■ **OVER DEZE OPDRACHT**:
Haal uit het materiaal hieronder elke regel die het woord "stalk" bevat en neem die regels over. Hoofdletters en kleine letters tellen mee.

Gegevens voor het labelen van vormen
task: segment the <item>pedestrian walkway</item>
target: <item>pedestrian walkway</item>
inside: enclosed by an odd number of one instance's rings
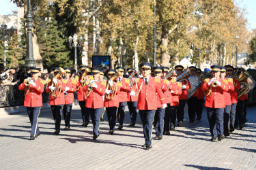
[[[92,139],[91,122],[88,127],[81,126],[77,105],[73,107],[71,130],[61,131],[58,136],[53,135],[51,110],[44,109],[39,117],[41,135],[34,141],[28,140],[31,128],[26,113],[6,116],[0,118],[0,169],[255,169],[255,111],[256,107],[248,108],[248,121],[242,131],[236,129],[217,142],[210,141],[205,109],[203,118],[194,123],[189,122],[186,112],[184,126],[176,127],[162,140],[152,140],[150,150],[141,148],[145,140],[139,115],[139,123],[130,127],[128,112],[123,130],[115,131],[113,135],[109,135],[104,116],[96,141]]]

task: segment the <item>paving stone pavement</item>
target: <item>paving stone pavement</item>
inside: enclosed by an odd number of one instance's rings
[[[61,131],[58,136],[53,135],[51,110],[43,110],[38,124],[41,135],[34,141],[28,140],[31,127],[27,114],[15,114],[0,118],[0,169],[255,169],[255,112],[256,107],[248,107],[248,121],[242,131],[236,129],[221,141],[211,142],[205,109],[203,118],[194,123],[188,121],[185,112],[184,126],[176,127],[162,140],[152,140],[150,150],[141,148],[145,140],[139,115],[138,123],[130,127],[128,112],[124,129],[113,135],[109,135],[105,114],[96,141],[92,139],[91,122],[81,126],[78,105],[73,106],[71,130]]]

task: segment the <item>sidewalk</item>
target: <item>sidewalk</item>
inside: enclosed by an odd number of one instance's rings
[[[1,117],[1,169],[256,169],[256,107],[248,107],[248,121],[242,131],[236,129],[218,142],[210,141],[205,109],[201,120],[194,123],[188,121],[186,109],[184,126],[176,127],[160,141],[152,140],[150,150],[141,146],[145,140],[139,115],[139,123],[130,127],[126,112],[124,129],[110,135],[105,114],[100,135],[94,141],[91,122],[87,128],[81,126],[79,106],[72,109],[71,130],[61,131],[58,136],[52,135],[55,125],[51,109],[43,109],[38,124],[41,135],[35,141],[27,140],[31,128],[25,112]]]

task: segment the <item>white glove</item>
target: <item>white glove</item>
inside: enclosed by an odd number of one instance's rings
[[[94,87],[94,88],[97,88],[98,85],[97,85],[96,83],[94,83],[94,84],[92,85],[92,87]]]
[[[70,88],[69,87],[66,86],[65,91],[68,91]]]
[[[134,90],[131,90],[130,92],[130,96],[135,96],[135,92]]]
[[[182,89],[186,89],[186,85],[182,85]]]
[[[34,87],[35,86],[35,83],[33,80],[30,80],[30,81],[29,81],[29,84],[32,84],[33,86],[34,86]]]
[[[106,90],[105,90],[106,94],[109,94],[111,92],[111,90],[109,90],[109,89],[106,89]]]
[[[214,81],[215,81],[215,80],[216,80],[216,78],[212,78],[210,81],[209,81],[209,82],[208,82],[208,85],[209,86],[210,86]]]
[[[53,79],[53,82],[55,84],[57,84],[57,83],[58,83],[58,81],[57,80],[56,78]]]
[[[216,83],[218,84],[218,86],[221,86],[221,83],[220,82],[218,82],[218,80],[217,80],[217,81],[216,82]]]
[[[162,109],[165,109],[167,107],[167,105],[165,103],[162,105]]]
[[[54,86],[49,86],[49,89],[51,90],[55,90],[55,88]]]
[[[108,82],[109,82],[109,86],[113,86],[113,81],[112,81],[112,80],[109,80],[108,81]]]

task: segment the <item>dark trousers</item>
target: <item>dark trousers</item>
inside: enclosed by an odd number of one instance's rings
[[[186,100],[179,100],[179,106],[177,109],[177,122],[182,121],[184,118],[184,107],[186,105]]]
[[[31,132],[30,136],[35,137],[38,135],[40,131],[38,127],[38,116],[40,114],[41,107],[27,107],[27,112],[29,117],[30,124],[31,124]]]
[[[235,127],[238,127],[241,124],[244,124],[244,101],[238,100],[236,109]]]
[[[106,107],[110,130],[113,130],[115,129],[117,122],[117,107]]]
[[[146,145],[151,145],[152,138],[152,123],[156,110],[139,110],[145,143]]]
[[[51,105],[53,119],[55,123],[55,130],[59,130],[61,127],[61,112],[63,105]]]
[[[137,101],[128,101],[127,105],[129,109],[130,120],[132,122],[136,122],[137,117]]]
[[[226,105],[224,108],[224,122],[223,129],[224,133],[229,132],[229,118],[230,118],[230,110],[231,105]]]
[[[196,111],[197,118],[201,118],[202,117],[203,107],[203,99],[197,99],[197,111]]]
[[[165,118],[164,118],[164,131],[170,131],[170,121],[171,121],[171,116],[170,116],[170,111],[171,110],[171,104],[167,103],[167,107],[165,108]]]
[[[197,110],[197,97],[191,97],[186,100],[186,103],[188,104],[189,120],[194,121]]]
[[[230,109],[230,124],[229,129],[235,129],[235,119],[236,119],[236,108],[237,103],[232,103],[231,109]]]
[[[63,107],[63,114],[65,120],[65,126],[70,126],[71,110],[72,103],[64,105]]]
[[[126,102],[120,102],[119,103],[119,107],[117,110],[117,119],[119,124],[123,125],[124,115],[126,112],[124,112],[124,109],[126,107]]]
[[[84,124],[85,122],[89,122],[89,114],[87,110],[87,108],[85,107],[85,101],[79,101],[79,106],[80,106],[81,111],[82,113],[83,123]]]
[[[156,130],[156,136],[162,136],[164,129],[164,117],[165,109],[157,108],[154,118],[154,126]]]
[[[216,137],[223,135],[223,112],[224,108],[207,107],[207,117],[212,137]]]
[[[102,108],[87,108],[87,110],[89,111],[89,113],[91,115],[91,118],[94,135],[100,135],[100,118],[102,114]]]

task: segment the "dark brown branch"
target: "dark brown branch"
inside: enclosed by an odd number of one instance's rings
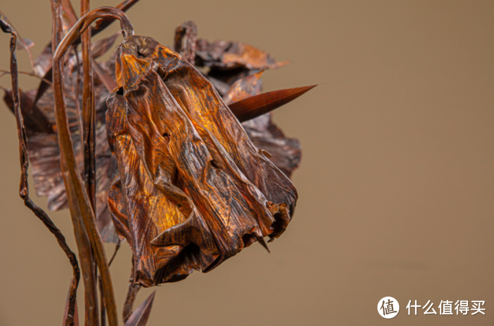
[[[5,14],[3,12],[2,12],[1,10],[0,10],[0,16],[3,16],[3,21],[5,21],[8,24],[9,24],[10,25],[10,28],[15,30],[15,29],[13,27],[13,25],[12,25],[12,23],[9,21],[8,18],[7,18],[7,16],[5,16]],[[31,53],[31,49],[30,49],[30,46],[27,44],[26,44],[24,39],[22,37],[21,37],[21,35],[19,33],[17,33],[17,39],[21,42],[21,44],[22,45],[23,47],[26,51],[26,52],[27,52],[27,55],[29,56],[29,58],[30,58],[30,63],[31,64],[31,68],[32,69],[33,67],[34,66],[34,62],[33,61],[32,53]],[[34,45],[34,44],[32,43],[31,46],[32,47],[33,45]]]
[[[122,12],[126,12],[128,9],[130,8],[132,5],[136,4],[139,1],[139,0],[124,0],[121,3],[115,6],[115,8],[121,10]],[[103,17],[102,19],[96,22],[95,24],[95,26],[93,27],[91,27],[91,36],[94,36],[95,35],[97,34],[100,32],[103,31],[105,28],[108,27],[111,25],[112,23],[113,23],[115,19],[118,19],[115,17],[112,16],[106,16]],[[73,40],[73,44],[79,44],[81,42],[81,38],[80,37],[76,38]]]
[[[20,110],[19,79],[17,75],[17,58],[16,57],[16,44],[17,34],[15,31],[5,22],[0,20],[0,27],[4,33],[12,34],[10,37],[10,76],[12,86],[12,97],[14,100],[14,114],[17,125],[17,136],[19,141],[19,158],[21,162],[21,183],[19,185],[19,195],[24,200],[24,204],[31,210],[34,214],[43,222],[48,229],[56,238],[58,244],[67,255],[72,265],[72,280],[69,291],[69,304],[67,308],[66,325],[74,325],[74,314],[75,305],[75,295],[79,284],[80,272],[75,254],[67,246],[62,232],[51,221],[48,215],[41,208],[38,207],[29,197],[29,185],[27,184],[27,168],[29,167],[29,157],[27,154],[27,138],[24,129],[24,121]]]
[[[81,0],[81,14],[89,12],[89,0]],[[82,147],[84,149],[84,181],[86,191],[89,196],[93,210],[96,210],[96,161],[95,159],[95,142],[96,133],[96,112],[95,112],[94,86],[93,69],[91,62],[91,29],[86,29],[81,34],[82,47]]]
[[[115,246],[115,250],[113,252],[113,255],[111,258],[110,258],[110,262],[108,262],[108,266],[111,265],[111,263],[113,262],[113,260],[115,259],[115,256],[117,256],[117,253],[118,252],[118,249],[120,249],[120,244],[121,244],[121,241],[120,241],[120,239],[119,238],[118,242],[117,242],[117,245]],[[106,319],[105,318],[105,313],[106,312],[106,307],[104,303],[104,297],[103,297],[103,284],[101,281],[101,277],[99,279],[99,293],[100,295],[100,300],[101,300],[101,326],[105,326],[106,325]]]

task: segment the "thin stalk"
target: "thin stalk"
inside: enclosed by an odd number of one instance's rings
[[[89,0],[81,0],[81,16],[89,12]],[[82,134],[81,136],[82,149],[84,157],[84,181],[86,191],[89,197],[91,208],[93,213],[96,212],[96,160],[95,158],[95,143],[96,134],[95,125],[96,124],[96,112],[95,112],[95,101],[93,84],[93,74],[91,66],[91,29],[86,29],[81,35],[82,40],[81,47],[82,52]],[[78,55],[78,60],[79,55]],[[97,275],[95,262],[93,271],[95,275]],[[92,286],[95,289],[97,286],[97,278],[95,277],[94,284]],[[103,295],[102,294],[102,305],[103,304]],[[94,325],[98,325],[97,296],[95,296],[92,303],[93,305],[93,318]],[[93,325],[93,324],[90,324]]]
[[[56,1],[56,0],[54,0]],[[74,155],[72,140],[70,136],[67,118],[67,107],[63,96],[63,79],[62,75],[61,60],[67,53],[69,47],[75,40],[89,25],[96,19],[103,17],[113,17],[120,20],[124,31],[124,38],[128,39],[134,32],[132,24],[123,12],[110,7],[103,7],[96,9],[84,15],[65,37],[62,40],[54,54],[53,77],[54,77],[54,98],[55,100],[55,111],[57,127],[58,130],[58,143],[60,153],[67,162],[67,173],[64,173],[64,182],[66,188],[73,186],[74,195],[77,201],[78,209],[81,213],[84,226],[87,230],[93,252],[101,273],[103,286],[103,294],[106,306],[108,325],[117,326],[117,308],[113,294],[111,277],[108,269],[106,256],[103,247],[101,236],[96,227],[96,218],[93,211],[91,201],[86,191],[81,176],[77,171],[77,164]],[[71,205],[69,201],[69,205]]]
[[[61,3],[58,1],[54,1],[52,2],[52,49],[56,49],[56,47],[61,40],[62,22],[60,16],[60,9]],[[62,67],[60,66],[60,73],[63,73],[62,69]],[[75,99],[75,101],[78,101],[78,99]],[[96,275],[94,271],[95,260],[86,227],[75,199],[76,195],[75,193],[73,184],[67,179],[67,175],[68,170],[71,168],[67,166],[67,161],[63,155],[60,156],[60,164],[64,181],[65,181],[65,180],[67,180],[67,182],[65,182],[65,189],[67,200],[69,203],[69,207],[72,219],[72,225],[75,242],[78,246],[78,251],[79,253],[81,270],[82,272],[82,279],[84,284],[84,325],[86,326],[97,326],[99,324],[99,319],[97,303],[97,290],[96,288]],[[77,171],[77,166],[75,168]]]
[[[50,219],[49,216],[41,208],[37,206],[29,197],[29,184],[27,184],[27,168],[29,168],[29,157],[27,153],[27,137],[24,129],[24,119],[21,111],[20,96],[19,90],[19,79],[17,74],[17,58],[16,57],[16,45],[17,42],[17,34],[8,23],[0,19],[0,27],[4,33],[12,34],[10,38],[10,76],[12,87],[12,100],[14,101],[14,112],[17,125],[17,136],[19,142],[19,160],[21,162],[21,182],[19,184],[19,195],[26,205],[43,223],[48,229],[55,236],[58,245],[67,255],[71,265],[72,265],[72,280],[69,290],[68,305],[66,306],[67,314],[64,323],[67,326],[74,325],[75,314],[75,295],[79,285],[80,271],[75,254],[71,251],[65,241],[62,232],[58,229]]]

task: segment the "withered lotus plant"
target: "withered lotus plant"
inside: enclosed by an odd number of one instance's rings
[[[244,43],[198,38],[191,21],[176,29],[174,49],[134,36],[124,12],[136,2],[90,12],[82,0],[78,19],[69,0],[53,0],[51,42],[31,73],[17,71],[16,47],[33,43],[0,20],[12,34],[10,71],[1,74],[12,79],[4,100],[17,123],[20,195],[73,266],[65,325],[78,325],[79,264],[85,325],[117,325],[103,241],[117,244],[113,258],[121,241],[132,249],[124,321],[143,325],[154,293],[132,312],[140,286],[208,272],[255,242],[267,249],[264,238],[279,237],[295,211],[289,177],[301,147],[270,111],[314,86],[261,93],[263,72],[285,63]],[[116,19],[121,33],[91,43]],[[120,34],[111,58],[97,62]],[[38,88],[21,92],[19,73],[39,77]],[[79,263],[29,197],[30,159],[37,194],[50,210],[70,209]]]

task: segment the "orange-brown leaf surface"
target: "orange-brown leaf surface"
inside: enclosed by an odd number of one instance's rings
[[[150,38],[119,49],[108,206],[144,286],[209,271],[286,229],[297,193],[199,71]]]

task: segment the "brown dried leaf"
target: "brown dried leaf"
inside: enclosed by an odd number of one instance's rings
[[[226,105],[237,102],[240,100],[257,95],[262,90],[262,82],[259,78],[263,71],[241,78],[231,86],[226,94],[223,97]]]

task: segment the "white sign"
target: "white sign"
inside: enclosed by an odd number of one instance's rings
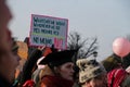
[[[30,46],[66,49],[68,20],[31,14]]]

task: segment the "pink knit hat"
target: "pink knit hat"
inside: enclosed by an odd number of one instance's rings
[[[107,74],[108,87],[118,87],[123,82],[127,72],[123,69],[115,69]]]

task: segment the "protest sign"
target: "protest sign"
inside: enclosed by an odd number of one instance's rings
[[[68,20],[31,14],[30,46],[54,45],[56,49],[66,49]]]

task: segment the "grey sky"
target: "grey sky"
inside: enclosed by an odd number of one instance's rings
[[[9,0],[13,13],[10,28],[24,40],[29,36],[30,14],[68,18],[69,32],[98,37],[99,58],[113,53],[117,37],[130,35],[130,0]]]

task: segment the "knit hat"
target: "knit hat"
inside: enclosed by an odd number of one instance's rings
[[[106,73],[104,66],[96,60],[80,59],[77,61],[77,65],[79,67],[79,83],[81,84]]]
[[[118,87],[126,78],[127,72],[123,69],[115,69],[107,74],[108,87]]]
[[[39,64],[48,64],[51,66],[58,66],[66,62],[73,62],[73,57],[76,50],[64,50],[49,53]]]

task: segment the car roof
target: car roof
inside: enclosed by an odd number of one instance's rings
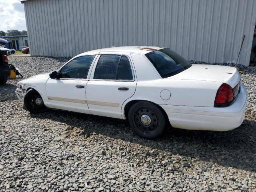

■ **RESULTAAT VAN OPDRACHT**:
task: segment the "thin stalk"
target: "thin stalk"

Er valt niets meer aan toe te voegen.